Every entry is to be printed again precisely as given.

> [Stored data]:
####################

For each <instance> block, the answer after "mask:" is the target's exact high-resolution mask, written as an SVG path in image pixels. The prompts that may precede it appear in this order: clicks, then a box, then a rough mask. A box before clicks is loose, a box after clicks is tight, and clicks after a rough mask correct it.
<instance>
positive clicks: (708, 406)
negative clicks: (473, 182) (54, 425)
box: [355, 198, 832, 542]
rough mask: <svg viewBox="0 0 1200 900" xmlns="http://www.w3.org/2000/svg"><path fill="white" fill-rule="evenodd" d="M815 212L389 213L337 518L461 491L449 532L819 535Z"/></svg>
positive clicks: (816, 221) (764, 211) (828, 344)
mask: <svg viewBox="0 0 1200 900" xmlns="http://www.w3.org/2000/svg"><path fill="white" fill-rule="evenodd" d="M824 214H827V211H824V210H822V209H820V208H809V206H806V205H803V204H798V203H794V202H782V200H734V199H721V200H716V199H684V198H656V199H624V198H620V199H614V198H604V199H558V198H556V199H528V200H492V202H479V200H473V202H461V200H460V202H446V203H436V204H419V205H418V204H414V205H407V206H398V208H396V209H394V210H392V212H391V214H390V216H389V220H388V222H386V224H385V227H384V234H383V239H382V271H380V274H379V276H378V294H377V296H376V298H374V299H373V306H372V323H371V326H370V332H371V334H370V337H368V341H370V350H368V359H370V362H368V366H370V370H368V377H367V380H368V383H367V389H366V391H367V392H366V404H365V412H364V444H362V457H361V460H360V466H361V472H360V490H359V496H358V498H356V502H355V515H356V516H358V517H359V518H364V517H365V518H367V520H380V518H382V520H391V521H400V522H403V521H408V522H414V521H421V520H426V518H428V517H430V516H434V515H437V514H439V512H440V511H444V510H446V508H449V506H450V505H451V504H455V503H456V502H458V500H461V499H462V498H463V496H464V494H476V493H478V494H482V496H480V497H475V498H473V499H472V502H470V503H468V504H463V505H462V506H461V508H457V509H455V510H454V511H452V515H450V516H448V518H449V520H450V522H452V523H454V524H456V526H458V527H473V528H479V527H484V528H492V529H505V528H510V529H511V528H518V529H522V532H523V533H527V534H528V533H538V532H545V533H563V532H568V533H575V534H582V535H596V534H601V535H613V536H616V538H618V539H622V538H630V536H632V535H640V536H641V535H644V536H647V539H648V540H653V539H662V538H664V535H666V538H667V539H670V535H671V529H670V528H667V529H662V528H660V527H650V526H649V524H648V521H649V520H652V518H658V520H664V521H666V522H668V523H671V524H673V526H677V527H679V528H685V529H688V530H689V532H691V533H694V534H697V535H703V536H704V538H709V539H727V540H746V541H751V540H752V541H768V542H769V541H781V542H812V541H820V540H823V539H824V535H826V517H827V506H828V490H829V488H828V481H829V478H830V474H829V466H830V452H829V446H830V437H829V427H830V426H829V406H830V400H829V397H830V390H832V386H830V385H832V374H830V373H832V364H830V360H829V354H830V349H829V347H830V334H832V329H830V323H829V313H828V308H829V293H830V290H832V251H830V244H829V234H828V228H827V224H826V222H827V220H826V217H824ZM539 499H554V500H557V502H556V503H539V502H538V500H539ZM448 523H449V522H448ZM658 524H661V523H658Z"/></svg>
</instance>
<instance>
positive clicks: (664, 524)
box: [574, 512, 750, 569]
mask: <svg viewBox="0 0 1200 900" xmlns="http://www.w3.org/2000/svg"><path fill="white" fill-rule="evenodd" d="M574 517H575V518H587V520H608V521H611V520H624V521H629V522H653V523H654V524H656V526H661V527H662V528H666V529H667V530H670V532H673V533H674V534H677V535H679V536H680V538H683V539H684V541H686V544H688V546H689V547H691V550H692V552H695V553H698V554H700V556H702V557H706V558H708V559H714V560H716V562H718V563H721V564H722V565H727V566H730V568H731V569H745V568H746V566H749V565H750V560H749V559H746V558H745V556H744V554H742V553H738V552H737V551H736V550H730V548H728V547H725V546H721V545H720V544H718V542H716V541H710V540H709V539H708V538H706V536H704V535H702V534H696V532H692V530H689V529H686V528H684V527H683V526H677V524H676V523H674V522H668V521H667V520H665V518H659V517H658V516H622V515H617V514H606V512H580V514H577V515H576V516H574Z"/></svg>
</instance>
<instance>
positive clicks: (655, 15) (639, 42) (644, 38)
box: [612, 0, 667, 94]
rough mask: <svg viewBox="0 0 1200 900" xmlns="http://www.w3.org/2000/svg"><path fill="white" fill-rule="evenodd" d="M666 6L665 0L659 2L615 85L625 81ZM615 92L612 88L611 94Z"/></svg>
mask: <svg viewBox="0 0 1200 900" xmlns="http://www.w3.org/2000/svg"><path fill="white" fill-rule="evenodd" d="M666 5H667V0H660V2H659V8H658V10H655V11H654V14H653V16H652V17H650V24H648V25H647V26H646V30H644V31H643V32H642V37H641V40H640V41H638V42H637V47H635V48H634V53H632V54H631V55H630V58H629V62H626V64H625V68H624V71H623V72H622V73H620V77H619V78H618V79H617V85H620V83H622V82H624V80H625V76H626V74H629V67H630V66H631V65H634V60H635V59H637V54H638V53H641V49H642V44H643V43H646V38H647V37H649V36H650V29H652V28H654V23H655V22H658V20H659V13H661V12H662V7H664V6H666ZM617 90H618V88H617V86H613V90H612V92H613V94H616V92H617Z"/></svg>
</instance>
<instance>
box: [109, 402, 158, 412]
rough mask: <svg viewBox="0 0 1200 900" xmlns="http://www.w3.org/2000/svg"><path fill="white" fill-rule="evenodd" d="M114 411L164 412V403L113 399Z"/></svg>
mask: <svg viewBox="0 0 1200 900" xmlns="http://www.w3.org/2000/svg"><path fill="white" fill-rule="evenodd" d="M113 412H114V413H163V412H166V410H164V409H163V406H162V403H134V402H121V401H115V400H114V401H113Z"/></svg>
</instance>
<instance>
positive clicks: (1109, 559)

####################

> [Solution for this problem]:
For each <instance> block, the answer after "mask:" is the target's exact high-resolution mask, written as an SVG path in image pixels. The prompts that may precede it appear in this order: clicks, then a box, then a rough mask. A box before clicks is loose, a box after clicks is tight, and clicks after a rough mask correct it.
<instance>
positive clicks: (708, 406)
negative clicks: (473, 182) (54, 425)
box: [355, 198, 832, 542]
rough mask: <svg viewBox="0 0 1200 900" xmlns="http://www.w3.org/2000/svg"><path fill="white" fill-rule="evenodd" d="M815 212L389 213L337 518L461 491L449 532L819 535Z"/></svg>
positive clicks: (816, 221) (764, 211) (828, 344)
mask: <svg viewBox="0 0 1200 900" xmlns="http://www.w3.org/2000/svg"><path fill="white" fill-rule="evenodd" d="M824 214H827V211H824V210H822V209H820V208H809V206H806V205H803V204H798V203H794V202H782V200H734V199H721V200H716V199H684V198H656V199H624V198H620V199H614V198H604V199H558V198H556V199H528V200H492V202H479V200H473V202H461V200H460V202H446V203H436V204H419V205H418V204H414V205H407V206H398V208H396V209H394V210H392V212H391V214H390V216H389V220H388V222H386V224H385V227H384V234H383V239H382V271H380V274H379V276H378V294H377V296H376V298H374V299H373V306H372V323H371V326H370V332H371V334H370V337H368V341H370V350H368V359H370V362H368V366H370V370H368V377H367V380H368V383H367V389H366V391H367V392H366V404H365V412H364V444H362V457H361V460H360V466H361V472H360V490H359V496H358V498H356V502H355V515H356V516H358V517H359V518H364V517H365V518H367V520H380V518H382V520H391V521H400V522H403V521H408V522H414V521H421V520H426V518H428V517H430V516H434V515H437V514H439V512H440V511H444V510H446V508H449V506H450V505H451V504H455V503H456V502H458V500H461V499H462V498H463V496H464V494H476V493H478V494H482V496H480V497H475V498H473V499H472V502H470V503H468V504H463V505H462V506H461V508H457V509H455V510H454V511H452V515H450V516H448V518H449V520H450V522H452V523H454V524H456V526H458V527H473V528H479V527H484V528H492V529H505V528H510V529H511V528H518V529H522V532H523V533H527V534H528V533H538V532H545V533H563V532H568V533H575V534H582V535H596V534H601V535H613V536H616V538H618V539H622V538H630V536H632V535H640V536H641V535H644V536H647V539H648V540H653V539H662V538H664V535H666V538H667V539H670V535H671V529H670V528H667V529H662V528H660V527H650V526H649V524H648V521H649V520H652V518H658V520H664V521H666V522H668V523H671V524H673V526H677V527H679V528H685V529H688V530H689V532H691V533H694V534H697V535H703V536H704V538H709V539H727V540H746V541H751V540H752V541H768V542H769V541H781V542H812V541H820V540H823V539H824V535H826V517H827V506H828V490H829V488H828V481H829V478H830V474H829V466H830V452H829V446H830V437H829V427H830V426H829V406H830V400H829V397H830V390H832V386H830V385H832V374H830V373H832V364H830V360H829V354H830V349H829V347H830V334H832V329H830V323H829V313H828V308H829V293H830V290H832V251H830V244H829V234H828V228H827V224H826V222H827V220H826V217H824ZM539 499H554V500H557V502H556V503H539V502H538V500H539ZM448 523H449V522H448ZM658 524H661V523H658Z"/></svg>
</instance>
<instance>
positive clicks: (664, 524)
box: [574, 512, 750, 569]
mask: <svg viewBox="0 0 1200 900" xmlns="http://www.w3.org/2000/svg"><path fill="white" fill-rule="evenodd" d="M574 517H575V518H587V520H608V521H611V520H624V521H629V522H653V523H654V524H656V526H661V527H662V528H666V529H667V530H670V532H673V533H674V534H677V535H679V536H680V538H683V539H684V541H686V544H688V546H689V547H691V550H692V552H695V553H698V554H700V556H702V557H706V558H708V559H714V560H716V562H718V563H721V564H722V565H727V566H730V568H731V569H745V568H746V566H749V565H750V560H749V559H746V558H745V556H744V554H742V553H738V552H737V551H736V550H730V548H728V547H725V546H721V545H720V544H718V542H716V541H710V540H709V539H708V538H706V536H704V535H702V534H696V532H692V530H689V529H686V528H684V527H683V526H677V524H676V523H674V522H668V521H667V520H665V518H659V517H658V516H622V515H617V514H606V512H580V514H577V515H576V516H574Z"/></svg>
</instance>
<instance>
positive clicks: (655, 15) (639, 42) (644, 38)
box: [612, 0, 667, 94]
rough mask: <svg viewBox="0 0 1200 900" xmlns="http://www.w3.org/2000/svg"><path fill="white" fill-rule="evenodd" d="M666 6L665 0L659 2L615 85L625 81ZM615 92L612 88L611 94Z"/></svg>
mask: <svg viewBox="0 0 1200 900" xmlns="http://www.w3.org/2000/svg"><path fill="white" fill-rule="evenodd" d="M666 5H667V0H660V2H659V8H658V10H655V11H654V14H653V16H652V17H650V24H648V25H647V26H646V30H644V31H643V32H642V37H641V40H640V41H638V42H637V47H635V48H634V53H632V54H631V55H630V58H629V62H626V64H625V68H624V71H623V72H622V73H620V77H619V78H618V79H617V85H620V83H622V82H624V80H625V76H626V74H629V67H630V66H631V65H634V60H635V59H637V54H638V53H641V49H642V44H643V43H646V38H647V37H649V36H650V29H652V28H654V23H655V22H658V20H659V13H661V12H662V7H664V6H666ZM617 90H618V88H617V86H613V90H612V92H613V94H616V92H617Z"/></svg>
</instance>
<instance>
box: [109, 402, 158, 412]
rough mask: <svg viewBox="0 0 1200 900" xmlns="http://www.w3.org/2000/svg"><path fill="white" fill-rule="evenodd" d="M114 411L164 412V403L113 399Z"/></svg>
mask: <svg viewBox="0 0 1200 900" xmlns="http://www.w3.org/2000/svg"><path fill="white" fill-rule="evenodd" d="M113 412H114V413H163V412H166V410H164V409H163V406H162V403H134V402H121V401H115V400H114V401H113Z"/></svg>
</instance>
<instance>
positive clicks: (1109, 559)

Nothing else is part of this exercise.